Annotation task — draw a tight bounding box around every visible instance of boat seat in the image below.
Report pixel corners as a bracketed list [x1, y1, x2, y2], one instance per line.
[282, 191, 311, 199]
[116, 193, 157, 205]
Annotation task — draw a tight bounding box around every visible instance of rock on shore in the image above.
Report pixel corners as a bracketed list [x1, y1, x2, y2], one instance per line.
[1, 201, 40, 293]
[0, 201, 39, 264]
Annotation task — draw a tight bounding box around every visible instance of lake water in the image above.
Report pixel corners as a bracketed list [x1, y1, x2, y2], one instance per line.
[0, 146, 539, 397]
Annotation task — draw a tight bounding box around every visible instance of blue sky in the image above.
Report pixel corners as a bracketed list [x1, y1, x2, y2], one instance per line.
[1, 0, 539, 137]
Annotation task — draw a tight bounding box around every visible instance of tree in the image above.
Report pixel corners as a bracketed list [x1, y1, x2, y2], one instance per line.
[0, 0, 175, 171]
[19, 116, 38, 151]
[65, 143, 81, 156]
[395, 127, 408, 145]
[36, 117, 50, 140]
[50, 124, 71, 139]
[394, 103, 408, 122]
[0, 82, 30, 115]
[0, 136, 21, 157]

━━━━━━━━━━

## Required action
Everything above, from first entry to last, must be reproduced exactly.

## Response area
Annotation task — draw a tight bounding box around every visible instance of boat seat in the image below.
Report pixel corners as a bracketed list [x1, y1, x2, y2], one instance per line.
[282, 191, 311, 199]
[116, 193, 157, 205]
Annotation task — draw a tight bounding box around every visible instance of rock on shore in the image above.
Report pixel corners as a bracketed list [x1, y1, x2, y2], one instance per line.
[1, 201, 40, 293]
[0, 201, 39, 264]
Annotation task — draw a tight bounding box around every visible instance of lake water in the image above.
Report pixel corners as a bracketed list [x1, y1, x2, y2], one instance per line.
[0, 146, 539, 397]
Annotation task — draw a tight bounding box around every visible instance of blue sky in the image above.
Report pixel corners as a bracketed list [x1, y1, x2, y2], one instance per line.
[1, 0, 539, 137]
Annotation task — draw a tight bounding box around every visible instance of tree in the image above.
Report pixel corners as a bracketed list [x1, y1, x2, y2], one instance per line.
[0, 0, 175, 171]
[19, 116, 38, 151]
[65, 143, 81, 156]
[395, 127, 408, 145]
[36, 117, 50, 140]
[50, 124, 71, 139]
[394, 103, 408, 122]
[0, 82, 30, 115]
[0, 136, 21, 157]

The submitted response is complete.